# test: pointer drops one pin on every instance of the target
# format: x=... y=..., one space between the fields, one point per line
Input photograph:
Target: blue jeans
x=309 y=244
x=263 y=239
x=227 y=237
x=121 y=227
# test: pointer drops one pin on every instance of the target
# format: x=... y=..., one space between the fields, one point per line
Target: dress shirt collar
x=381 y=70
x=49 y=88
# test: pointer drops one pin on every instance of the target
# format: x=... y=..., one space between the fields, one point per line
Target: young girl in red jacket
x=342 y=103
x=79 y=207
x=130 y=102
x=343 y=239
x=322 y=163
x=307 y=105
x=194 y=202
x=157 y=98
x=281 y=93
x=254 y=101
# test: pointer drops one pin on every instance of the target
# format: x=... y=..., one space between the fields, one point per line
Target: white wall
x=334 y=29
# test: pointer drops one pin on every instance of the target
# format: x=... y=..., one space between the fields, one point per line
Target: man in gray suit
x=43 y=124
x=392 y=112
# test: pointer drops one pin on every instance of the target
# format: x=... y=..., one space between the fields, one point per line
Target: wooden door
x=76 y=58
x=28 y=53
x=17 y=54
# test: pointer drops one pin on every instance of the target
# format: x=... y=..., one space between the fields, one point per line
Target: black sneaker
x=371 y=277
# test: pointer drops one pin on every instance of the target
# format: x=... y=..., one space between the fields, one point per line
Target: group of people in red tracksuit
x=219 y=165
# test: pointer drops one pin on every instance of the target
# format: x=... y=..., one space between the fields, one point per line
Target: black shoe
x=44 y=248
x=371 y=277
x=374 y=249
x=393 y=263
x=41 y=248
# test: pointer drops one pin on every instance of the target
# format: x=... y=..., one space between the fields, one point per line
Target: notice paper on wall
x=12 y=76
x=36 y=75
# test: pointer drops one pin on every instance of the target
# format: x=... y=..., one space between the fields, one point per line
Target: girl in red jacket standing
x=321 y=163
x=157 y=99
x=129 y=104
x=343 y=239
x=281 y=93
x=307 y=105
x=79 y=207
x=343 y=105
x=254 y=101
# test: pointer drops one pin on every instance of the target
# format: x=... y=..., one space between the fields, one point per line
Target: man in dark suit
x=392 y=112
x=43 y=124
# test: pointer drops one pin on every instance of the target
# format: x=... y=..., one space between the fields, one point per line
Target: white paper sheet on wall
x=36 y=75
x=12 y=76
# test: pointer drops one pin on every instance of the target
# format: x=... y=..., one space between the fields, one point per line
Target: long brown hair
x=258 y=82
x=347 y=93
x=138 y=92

WORK INSTRUCTIONS ::
Repeat each record exactly. Omit nothing.

SOLVED EXERCISE ::
# test: pointer drops one pin on every instance of the target
# format: x=... y=..., one space between the fields, one point per line
Input photograph:
Target: blue jeans
x=309 y=244
x=263 y=239
x=227 y=237
x=121 y=227
# test: pointer drops one pin on every instance of the target
# format: x=... y=..., one space between the fields, one point per line
Target: dress shirt collar
x=381 y=70
x=49 y=88
# test: pointer drops one pin on every instance of the target
# format: x=... y=..., one space between the fields, one point per line
Target: young girl in red jacket
x=342 y=103
x=79 y=207
x=130 y=102
x=343 y=239
x=322 y=163
x=307 y=105
x=194 y=202
x=157 y=98
x=281 y=93
x=254 y=101
# test: pointer drops one pin on every instance of the target
# format: x=... y=..., one space between the fields, one point per line
Target: white wall
x=334 y=29
# test: pointer drops one pin on every instance of the target
# format: x=... y=..., one space between the fields, one point per line
Target: man in gray suit
x=43 y=124
x=392 y=112
# test: pointer drops one pin on every instance of the target
# format: x=... y=..., one space between the fields, one point per line
Target: wooden door
x=76 y=58
x=28 y=53
x=17 y=54
# test: pointer drops one pin on every instance of the target
# format: x=... y=..., one space between the fields, one point per line
Target: black sneaker
x=371 y=277
# test: pointer drops one pin on every instance of the target
# format: x=... y=..., one space between the fields, one point per line
Target: group of people in red tracksuit
x=219 y=165
# test: pointer drops one pin on every instance of the target
# format: x=... y=..., one space between the fields, one point per line
Target: black shoe
x=44 y=248
x=371 y=277
x=374 y=249
x=393 y=263
x=41 y=248
# test: pointer drops one pin on every instance of the target
# format: x=... y=..., one space between the fields, one point per line
Target: notice paper on wall
x=12 y=76
x=36 y=75
# test: pointer drops one pin on every instance of the target
# format: x=... y=..., one space between the fields, one point per line
Target: girl in red jacket standing
x=321 y=163
x=157 y=99
x=129 y=104
x=343 y=239
x=281 y=93
x=307 y=105
x=79 y=207
x=343 y=105
x=254 y=101
# test: pointer drops one pin on every instance of the target
# format: x=... y=..., one space between the fields, one point per line
Target: man in dark suit
x=392 y=112
x=43 y=124
# test: pointer drops one pin on every instance of the target
# format: x=... y=..., one space between the fields, one point per line
Target: white paper sheet on wall
x=36 y=75
x=12 y=76
# test: pointer drops one pin on every instance of the target
# format: x=... y=..., one space between the fields, one point per line
Target: long brown hair
x=258 y=82
x=347 y=93
x=138 y=92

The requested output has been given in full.